Sunday, May 13, 2007

  • Finally back in -852- and loving it! 

    I've been away for about a month to south africa... with three other lovely people, namely hei, tammy and jonathon!  It was a great trip! We worked at Rietvlei Hospital for two weeks and then travelled for the remaining two weeks. Arrived back in HK yesterday.. watched 5 movies on the plane and slept for only 2 hours... which kinda explains why i was practically dying of tiredness when i arrived to HK! Only today, after celebrating mother's day, did i get a chance to actually sit in front of the computer and procastinate and update my xanga!... Hooray!! I kinda missed doing that!

    So at the hospital.... 

    Our schedule was kinda free! Lots n lots of spare time to muck around, cook, go to the doctor's house to play with their children... and last but not least, to play NDS!!!! I totally fell in love with this music game where u have to follow the beats to the music!

    Very fustrated Tammy looks in the first pic... but yes she indeed is playing with her NDS!!
    And then there's our cheif chef HEI!!!  We really dunno what we would have eaten if u weren't there! We had great food to eat always... especially the Hei's Special Home Recipe COKE CHICKEN and CHICKEN RICE!! Absolutely delicious it was! I've already taught my mom and helper how to make it, and hopefully i will be eating it again in the future! =]

    Of course we did do some work at the hospital.... the numerous times we tried to put drips into patients, in which their skin was so dark that u could hardly see their veins at all! We also had the chance to deliver babies, of course with the help from the midwives.  Then there were times we gave people injections.... or once where we put a plaster of paris on someone's foot.... or when Hei had to take out stitches from a patient that the nurses couldn't take out... or when Jonathan tried to remove a cochcroach from someone's ear (tho' i wasn't there to see it, it does sound very disgusting.. ughh yuck!)

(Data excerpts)
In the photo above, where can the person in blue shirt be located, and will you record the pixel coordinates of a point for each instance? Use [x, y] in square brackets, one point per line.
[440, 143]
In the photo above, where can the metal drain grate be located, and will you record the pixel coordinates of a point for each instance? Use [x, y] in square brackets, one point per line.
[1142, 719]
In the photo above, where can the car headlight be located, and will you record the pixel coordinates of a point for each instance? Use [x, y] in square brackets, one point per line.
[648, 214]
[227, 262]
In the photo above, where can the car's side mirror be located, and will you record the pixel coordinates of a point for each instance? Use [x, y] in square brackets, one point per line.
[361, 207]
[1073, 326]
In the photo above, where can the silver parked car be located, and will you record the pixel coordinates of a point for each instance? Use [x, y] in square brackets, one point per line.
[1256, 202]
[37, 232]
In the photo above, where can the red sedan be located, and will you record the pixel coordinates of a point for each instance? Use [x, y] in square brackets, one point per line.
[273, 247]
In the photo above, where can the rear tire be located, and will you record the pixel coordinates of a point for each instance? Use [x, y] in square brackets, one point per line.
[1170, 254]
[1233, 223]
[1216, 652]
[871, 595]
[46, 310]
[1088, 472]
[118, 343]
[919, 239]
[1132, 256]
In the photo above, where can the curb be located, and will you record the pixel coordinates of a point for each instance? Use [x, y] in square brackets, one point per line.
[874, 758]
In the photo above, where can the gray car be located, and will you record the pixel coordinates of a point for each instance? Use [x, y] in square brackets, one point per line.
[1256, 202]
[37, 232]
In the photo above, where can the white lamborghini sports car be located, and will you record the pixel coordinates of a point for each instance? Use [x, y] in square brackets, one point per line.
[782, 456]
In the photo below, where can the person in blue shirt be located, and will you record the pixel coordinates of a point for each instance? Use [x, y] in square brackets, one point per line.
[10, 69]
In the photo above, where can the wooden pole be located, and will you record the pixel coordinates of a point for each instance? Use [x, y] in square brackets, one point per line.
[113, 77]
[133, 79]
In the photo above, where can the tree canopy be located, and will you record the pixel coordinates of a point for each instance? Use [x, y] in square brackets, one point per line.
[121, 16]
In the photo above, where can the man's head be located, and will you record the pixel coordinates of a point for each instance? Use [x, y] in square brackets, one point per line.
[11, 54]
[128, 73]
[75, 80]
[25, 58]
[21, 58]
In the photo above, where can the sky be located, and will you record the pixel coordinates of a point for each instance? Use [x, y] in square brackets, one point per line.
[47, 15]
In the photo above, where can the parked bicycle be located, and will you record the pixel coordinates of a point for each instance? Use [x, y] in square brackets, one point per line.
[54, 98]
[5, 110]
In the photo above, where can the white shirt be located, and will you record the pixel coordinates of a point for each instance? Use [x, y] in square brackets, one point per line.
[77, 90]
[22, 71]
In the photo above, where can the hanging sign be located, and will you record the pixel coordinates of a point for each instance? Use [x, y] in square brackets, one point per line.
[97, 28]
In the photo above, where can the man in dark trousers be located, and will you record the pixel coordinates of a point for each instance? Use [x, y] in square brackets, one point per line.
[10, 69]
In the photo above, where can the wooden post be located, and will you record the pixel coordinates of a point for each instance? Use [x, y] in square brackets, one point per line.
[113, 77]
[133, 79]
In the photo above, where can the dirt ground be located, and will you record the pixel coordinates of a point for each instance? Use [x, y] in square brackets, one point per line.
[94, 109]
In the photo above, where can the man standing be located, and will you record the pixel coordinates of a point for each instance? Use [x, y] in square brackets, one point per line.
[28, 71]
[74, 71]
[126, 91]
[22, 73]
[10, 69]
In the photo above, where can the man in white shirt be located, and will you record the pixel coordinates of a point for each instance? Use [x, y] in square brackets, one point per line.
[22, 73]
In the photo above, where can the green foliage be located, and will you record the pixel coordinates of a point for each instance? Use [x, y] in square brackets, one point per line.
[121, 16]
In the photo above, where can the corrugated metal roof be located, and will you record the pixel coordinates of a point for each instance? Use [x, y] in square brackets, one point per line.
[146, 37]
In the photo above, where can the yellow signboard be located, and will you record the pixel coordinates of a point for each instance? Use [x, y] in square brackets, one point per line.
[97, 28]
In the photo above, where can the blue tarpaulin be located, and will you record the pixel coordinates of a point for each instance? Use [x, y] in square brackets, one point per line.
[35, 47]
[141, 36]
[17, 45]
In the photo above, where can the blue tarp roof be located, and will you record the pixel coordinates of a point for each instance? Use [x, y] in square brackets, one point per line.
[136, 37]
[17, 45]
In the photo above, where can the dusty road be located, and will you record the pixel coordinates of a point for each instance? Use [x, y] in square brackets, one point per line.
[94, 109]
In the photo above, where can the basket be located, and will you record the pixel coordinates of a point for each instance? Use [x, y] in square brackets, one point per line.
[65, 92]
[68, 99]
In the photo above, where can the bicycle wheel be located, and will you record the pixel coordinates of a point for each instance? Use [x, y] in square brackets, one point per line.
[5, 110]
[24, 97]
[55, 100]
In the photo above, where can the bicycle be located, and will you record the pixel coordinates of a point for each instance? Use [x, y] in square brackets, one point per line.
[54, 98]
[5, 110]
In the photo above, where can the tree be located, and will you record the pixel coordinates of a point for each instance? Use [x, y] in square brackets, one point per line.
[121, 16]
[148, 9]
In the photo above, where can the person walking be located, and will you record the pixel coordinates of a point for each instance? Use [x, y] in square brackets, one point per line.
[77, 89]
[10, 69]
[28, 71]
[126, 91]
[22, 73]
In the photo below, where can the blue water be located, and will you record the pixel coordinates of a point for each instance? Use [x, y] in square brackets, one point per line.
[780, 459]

Work instruction A: Set down the blog post about the South Africa trip word for word, starting with "Sunday, May 13, 2007" and going on through "missed doing that!".
Work instruction B: According to the blog post about the South Africa trip, at which hospital did the group work for two weeks?
Work instruction C: Write what comes next in the blog post about the South Africa trip, beginning after its final sentence.
None of the data excerpts is needed for any task.

Expected answer A:
Sunday, May 13, 2007

  • Finally back in -852- and loving it! 

    I've been away for about a month to south africa... with three other lovely people, namely hei, tammy and jonathon!  It was a great trip! We worked at Rietvlei Hospital for two weeks and then travelled for the remaining two weeks. Arrived back in HK yesterday.. watched 5 movies on the plane and slept for only 2 hours... which kinda explains why i was practically dying of tiredness when i arrived to HK! Only today, after celebrating mother's day, did i get a chance to actually sit in front of the computer and procastinate and update my xanga!... Hooray!! I kinda missed doing that!

Expected answer B: Rietvlei Hospital

Expected answer C:
    Then there was a time where this patient came in with DKA... all the nurses seemed calm about it, and it kinda felt like they were depending on us to take care of it... well more like depending on Hei to take care of it!!! hahaha I think the atmosphere was more like us three watching and listening whilst Hei always coming up with something!! Man, so glad u were here on this trip with us!!! (Which makes me think i really wish i had the brains of a smart person.. then life would be so much easier!!) But neways.... at least we all did try and put in a drip for the patient... although we still failed after trying for like half an hour, until the doctor finally came! ............ Phewwff!!

    But in general, the doctors and nurses were REALLY nice, always taking care of us, chatting with us and letting us help them in the OPD's... unlike SOME other staffs in HK in the hospitals that we are very familiar with.  Sigh.... if only they were like that.

    I enjoyed my stay at the hospital, altho i must say that I was quite lazy... i could have worked harder or did more stuff... but oh well...
       
    So here's a pic of what the casualty ward looks like.  All the procedures are done here...
    Then there's one of me with all the midwives/staff at the labour ward!  A very friendly bunch they were... one was even interested in our lab gowns.. and Hei kindly gave it to them! ( I would have too.. but i didn't wanna go round the hospital without one on... all the germs n bacteria n everything u can possibly think of.. ughh yucckkk!!)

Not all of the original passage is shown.